P: Por que deu certo tão rapidamente?

R: Porque é de dentro para fora. Isso é o que fazemos em saúde pública. Contratamos pessoas que têm acesso, credibilidade e confiança. Conversamos com as pessoas sobre seus interesses e fizemos um treinamento muito bom. A mudança de comportamento é um componente vital à saúde pública. Trabalhamos com mudanças comportamentais o tempo todo, seja quanto ao aspecto sexual, ato de fumar, uso de drogas, hábito de lavar as mãos, etc. É exatamente o que fazemos. 

P: Quem é mais adequado para o trabalho de um interruptor de violência? E quão arriscado é o trabalho?

R: É mais adequado para pessoas que costumavam se envolver com a violência e conhecem muito bem os moradores do bairro, especialmente as pessoas da vizinhança que são as que nós realmente precisamos alcançar: atiradores. Por isso, é mais adequado para pessoas que os conhecem e tem a confiança deles. Houve poucos feridos desde então. Acho que houve um total de 3 durante 17 anos em Chicago, 12 anos em Baltimore e quase 10 anos em Nova York. Muitos dirão que se sentem mais seguros do que antes de trabalharem no projeto, porque todos sabem o que estão fazendo e quem eles são. São respeitados e valorizados.

P: Qual sua opinião sobre o grande aumento de tiroteios em massa que vimos ultimamente?

────────

• _TAREFAS A REALIZAR_
[1] Reproduza o trecho da entrevista de "P: Quem é mais" até "respeitados e valorizados.", incluindo estas últimas palavras.
[2] De acordo com a entrevista, para quem o trabalho de interruptor de violência é mais adequado?
Os registros não são necessários para nenhuma tarefa.

• _DADOS EM ESTUDO_

────────

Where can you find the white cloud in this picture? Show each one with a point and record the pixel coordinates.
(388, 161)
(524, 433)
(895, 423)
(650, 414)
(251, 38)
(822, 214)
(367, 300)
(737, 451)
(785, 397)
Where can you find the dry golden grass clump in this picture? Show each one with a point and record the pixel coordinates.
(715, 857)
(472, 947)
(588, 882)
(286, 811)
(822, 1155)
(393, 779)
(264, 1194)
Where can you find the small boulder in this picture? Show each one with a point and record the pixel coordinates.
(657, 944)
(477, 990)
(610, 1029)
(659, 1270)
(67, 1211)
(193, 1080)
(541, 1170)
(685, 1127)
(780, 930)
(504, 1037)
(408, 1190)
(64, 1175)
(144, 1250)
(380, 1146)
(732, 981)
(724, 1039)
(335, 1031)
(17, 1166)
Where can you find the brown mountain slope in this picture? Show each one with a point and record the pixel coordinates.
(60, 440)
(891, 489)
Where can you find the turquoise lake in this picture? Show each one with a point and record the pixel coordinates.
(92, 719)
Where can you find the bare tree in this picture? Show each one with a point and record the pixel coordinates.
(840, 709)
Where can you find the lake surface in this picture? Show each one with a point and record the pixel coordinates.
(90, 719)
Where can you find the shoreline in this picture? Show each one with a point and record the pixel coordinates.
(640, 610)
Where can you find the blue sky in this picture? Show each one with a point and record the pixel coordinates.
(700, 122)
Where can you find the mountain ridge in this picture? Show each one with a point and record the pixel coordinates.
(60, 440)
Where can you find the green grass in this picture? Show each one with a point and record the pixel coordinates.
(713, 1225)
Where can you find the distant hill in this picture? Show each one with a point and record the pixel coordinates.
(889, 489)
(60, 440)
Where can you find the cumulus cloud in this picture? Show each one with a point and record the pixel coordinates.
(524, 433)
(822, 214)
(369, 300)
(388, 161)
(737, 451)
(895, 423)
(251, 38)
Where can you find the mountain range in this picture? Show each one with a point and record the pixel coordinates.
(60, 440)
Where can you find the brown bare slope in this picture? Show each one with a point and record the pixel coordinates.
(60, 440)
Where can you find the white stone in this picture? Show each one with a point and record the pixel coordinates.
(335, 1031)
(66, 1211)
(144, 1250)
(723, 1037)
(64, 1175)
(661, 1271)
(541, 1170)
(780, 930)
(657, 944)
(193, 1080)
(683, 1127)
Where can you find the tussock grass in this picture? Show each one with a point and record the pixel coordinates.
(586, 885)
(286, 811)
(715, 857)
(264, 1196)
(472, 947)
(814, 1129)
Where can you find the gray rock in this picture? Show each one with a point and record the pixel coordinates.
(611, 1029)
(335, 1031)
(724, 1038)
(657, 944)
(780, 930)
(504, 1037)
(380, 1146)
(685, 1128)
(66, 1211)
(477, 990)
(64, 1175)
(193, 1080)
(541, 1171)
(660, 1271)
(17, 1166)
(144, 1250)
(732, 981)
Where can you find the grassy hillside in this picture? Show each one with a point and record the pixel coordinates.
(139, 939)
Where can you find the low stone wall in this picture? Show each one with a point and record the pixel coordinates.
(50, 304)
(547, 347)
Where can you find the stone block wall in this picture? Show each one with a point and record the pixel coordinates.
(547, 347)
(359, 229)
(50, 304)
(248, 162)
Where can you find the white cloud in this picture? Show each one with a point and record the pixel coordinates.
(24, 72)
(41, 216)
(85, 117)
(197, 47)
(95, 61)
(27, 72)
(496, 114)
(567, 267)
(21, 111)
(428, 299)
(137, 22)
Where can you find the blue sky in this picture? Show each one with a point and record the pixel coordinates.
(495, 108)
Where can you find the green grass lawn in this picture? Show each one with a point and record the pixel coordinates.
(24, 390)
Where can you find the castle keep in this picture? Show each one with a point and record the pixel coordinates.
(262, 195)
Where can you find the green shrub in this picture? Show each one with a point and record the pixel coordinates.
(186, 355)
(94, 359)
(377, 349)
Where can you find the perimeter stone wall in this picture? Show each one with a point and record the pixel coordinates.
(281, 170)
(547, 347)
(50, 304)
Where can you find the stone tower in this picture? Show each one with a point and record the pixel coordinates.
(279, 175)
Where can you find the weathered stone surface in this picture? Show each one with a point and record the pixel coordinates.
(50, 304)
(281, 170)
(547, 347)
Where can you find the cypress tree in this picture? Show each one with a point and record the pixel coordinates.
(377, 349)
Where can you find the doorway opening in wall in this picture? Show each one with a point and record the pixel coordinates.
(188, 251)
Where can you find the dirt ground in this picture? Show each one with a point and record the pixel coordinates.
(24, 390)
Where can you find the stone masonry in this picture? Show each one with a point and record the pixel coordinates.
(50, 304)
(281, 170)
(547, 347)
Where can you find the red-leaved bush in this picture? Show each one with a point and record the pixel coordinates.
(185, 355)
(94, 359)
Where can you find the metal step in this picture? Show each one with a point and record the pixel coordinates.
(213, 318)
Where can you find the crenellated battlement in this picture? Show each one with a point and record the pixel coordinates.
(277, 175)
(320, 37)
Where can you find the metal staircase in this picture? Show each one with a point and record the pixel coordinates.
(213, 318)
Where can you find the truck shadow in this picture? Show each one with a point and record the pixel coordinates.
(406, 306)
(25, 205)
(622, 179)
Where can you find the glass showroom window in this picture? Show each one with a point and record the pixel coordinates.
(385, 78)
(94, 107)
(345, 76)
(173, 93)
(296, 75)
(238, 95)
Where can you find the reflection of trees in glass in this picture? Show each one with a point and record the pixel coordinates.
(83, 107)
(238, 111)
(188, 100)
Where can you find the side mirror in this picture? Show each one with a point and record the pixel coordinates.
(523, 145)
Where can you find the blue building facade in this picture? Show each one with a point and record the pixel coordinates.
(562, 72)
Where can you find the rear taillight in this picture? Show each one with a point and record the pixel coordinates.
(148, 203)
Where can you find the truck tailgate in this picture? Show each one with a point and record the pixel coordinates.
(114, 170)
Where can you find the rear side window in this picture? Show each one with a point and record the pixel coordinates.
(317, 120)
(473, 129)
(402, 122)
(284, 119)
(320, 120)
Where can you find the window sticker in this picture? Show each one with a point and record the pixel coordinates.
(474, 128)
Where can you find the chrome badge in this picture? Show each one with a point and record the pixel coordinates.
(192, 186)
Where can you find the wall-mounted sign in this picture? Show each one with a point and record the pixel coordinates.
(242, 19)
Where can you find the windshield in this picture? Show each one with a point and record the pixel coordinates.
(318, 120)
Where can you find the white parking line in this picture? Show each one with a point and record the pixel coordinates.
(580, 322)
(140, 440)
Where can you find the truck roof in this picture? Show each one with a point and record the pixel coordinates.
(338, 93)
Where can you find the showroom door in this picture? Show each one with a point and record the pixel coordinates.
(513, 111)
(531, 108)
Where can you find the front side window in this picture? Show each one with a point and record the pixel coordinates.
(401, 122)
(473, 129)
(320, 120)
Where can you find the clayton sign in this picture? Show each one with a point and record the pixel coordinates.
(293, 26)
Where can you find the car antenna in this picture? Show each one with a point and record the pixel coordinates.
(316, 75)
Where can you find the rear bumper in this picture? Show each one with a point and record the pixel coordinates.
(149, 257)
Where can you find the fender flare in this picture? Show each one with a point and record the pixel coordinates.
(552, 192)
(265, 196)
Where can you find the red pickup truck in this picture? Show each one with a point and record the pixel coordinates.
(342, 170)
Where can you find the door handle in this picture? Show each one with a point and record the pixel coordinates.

────────

• _RESPOSTAS ÀS TAREFAS_
[1]
P: Quem é mais adequado para o trabalho de um interruptor de violência? E quão arriscado é o trabalho?

R: É mais adequado para pessoas que costumavam se envolver com a violência e conhecem muito bem os moradores do bairro, especialmente as pessoas da vizinhança que são as que nós realmente precisamos alcançar: atiradores. Por isso, é mais adequado para pessoas que os conhecem e tem a confiança deles. Houve poucos feridos desde então. Acho que houve um total de 3 durante 17 anos em Chicago, 12 anos em Baltimore e quase 10 anos em Nova York. Muitos dirão que se sentem mais seguros do que antes de trabalharem no projeto, porque todos sabem o que estão fazendo e quem eles são. São respeitados e valorizados.

[2] Para pessoas que costumavam se envolver com a violência e conhecem muito bem os moradores do bairro.